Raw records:
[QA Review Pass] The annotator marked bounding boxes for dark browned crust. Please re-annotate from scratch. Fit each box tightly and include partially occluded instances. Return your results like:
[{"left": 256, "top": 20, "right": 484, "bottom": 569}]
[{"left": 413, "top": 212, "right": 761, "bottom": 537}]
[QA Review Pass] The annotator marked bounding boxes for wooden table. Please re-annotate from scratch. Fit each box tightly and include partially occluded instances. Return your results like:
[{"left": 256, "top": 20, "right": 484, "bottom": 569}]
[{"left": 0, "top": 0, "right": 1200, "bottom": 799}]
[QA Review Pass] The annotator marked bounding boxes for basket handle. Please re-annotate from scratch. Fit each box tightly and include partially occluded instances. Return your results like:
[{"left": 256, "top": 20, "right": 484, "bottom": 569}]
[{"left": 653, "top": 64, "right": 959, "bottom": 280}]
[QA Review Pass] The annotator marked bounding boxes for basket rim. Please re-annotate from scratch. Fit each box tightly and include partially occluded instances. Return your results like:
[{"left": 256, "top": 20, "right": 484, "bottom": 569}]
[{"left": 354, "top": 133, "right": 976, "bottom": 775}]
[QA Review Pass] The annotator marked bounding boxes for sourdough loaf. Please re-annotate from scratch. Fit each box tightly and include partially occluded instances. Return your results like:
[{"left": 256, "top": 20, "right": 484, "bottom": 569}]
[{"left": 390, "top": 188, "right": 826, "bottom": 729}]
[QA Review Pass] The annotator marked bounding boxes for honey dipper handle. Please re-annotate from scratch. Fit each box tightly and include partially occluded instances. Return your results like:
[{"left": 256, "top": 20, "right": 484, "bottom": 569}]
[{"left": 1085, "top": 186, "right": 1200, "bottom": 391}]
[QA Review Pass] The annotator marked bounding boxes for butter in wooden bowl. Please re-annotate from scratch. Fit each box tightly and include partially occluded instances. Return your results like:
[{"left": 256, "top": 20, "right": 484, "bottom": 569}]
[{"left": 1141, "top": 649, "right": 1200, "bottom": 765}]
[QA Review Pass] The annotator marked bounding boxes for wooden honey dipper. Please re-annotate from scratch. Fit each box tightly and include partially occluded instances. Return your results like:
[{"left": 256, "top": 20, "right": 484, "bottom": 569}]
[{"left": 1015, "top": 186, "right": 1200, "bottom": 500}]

Brief: Repeat the data above exactly.

Problem solution:
[QA Review Pass] The annotator marked bounding boxes for dark browned crust. Please re-annotate from scratch. Fit each box tightly and include partially occluded instances. Return your results like:
[{"left": 256, "top": 20, "right": 484, "bottom": 569}]
[{"left": 413, "top": 212, "right": 761, "bottom": 537}]
[QA Review Pass] The annotator marked bounding boxes for wooden table. Please re-annotate from scratch. Fit each box tightly and include partially occluded instances. Return your results like:
[{"left": 256, "top": 20, "right": 484, "bottom": 569}]
[{"left": 0, "top": 0, "right": 1200, "bottom": 799}]
[QA Review Pass] The annotator marked bounding boxes for basket handle. Please re-annotate from scratch. Fit each box tightly and include partially occluded instances. Return your results like:
[{"left": 256, "top": 20, "right": 484, "bottom": 569}]
[{"left": 653, "top": 64, "right": 959, "bottom": 280}]
[QA Review Pass] The annotator marked bounding boxes for basket rim. Please re-annotate from scratch. Fit each box tightly and include partially occluded instances. Return your results like:
[{"left": 256, "top": 20, "right": 484, "bottom": 569}]
[{"left": 354, "top": 133, "right": 976, "bottom": 775}]
[QA Review Pass] The annotator marked bounding boxes for sourdough loaf. Please re-annotate from scratch. Fit each box tightly and include partially occluded instances. Return your results like:
[{"left": 256, "top": 20, "right": 484, "bottom": 569}]
[{"left": 390, "top": 188, "right": 826, "bottom": 729}]
[QA Review Pass] The annotator marked bounding boxes for honey dipper handle. Please re-annotate from scratch. Fit each box tightly and include partially occluded instances. Return your results like:
[{"left": 256, "top": 20, "right": 484, "bottom": 569}]
[{"left": 1085, "top": 186, "right": 1200, "bottom": 391}]
[QA Review Pass] The annotator marked bounding boxes for butter in wooden bowl. Please re-annotate from scratch. Fit each box tightly and include partially occluded instances. Return your results like:
[{"left": 256, "top": 20, "right": 484, "bottom": 569}]
[{"left": 1141, "top": 649, "right": 1200, "bottom": 765}]
[QA Review Pass] The annotator marked bounding boxes for wooden honey dipper. Please re-annotate from scratch. Fit each box tightly and include partially occluded instances. Return your results like:
[{"left": 256, "top": 20, "right": 484, "bottom": 569}]
[{"left": 1015, "top": 186, "right": 1200, "bottom": 500}]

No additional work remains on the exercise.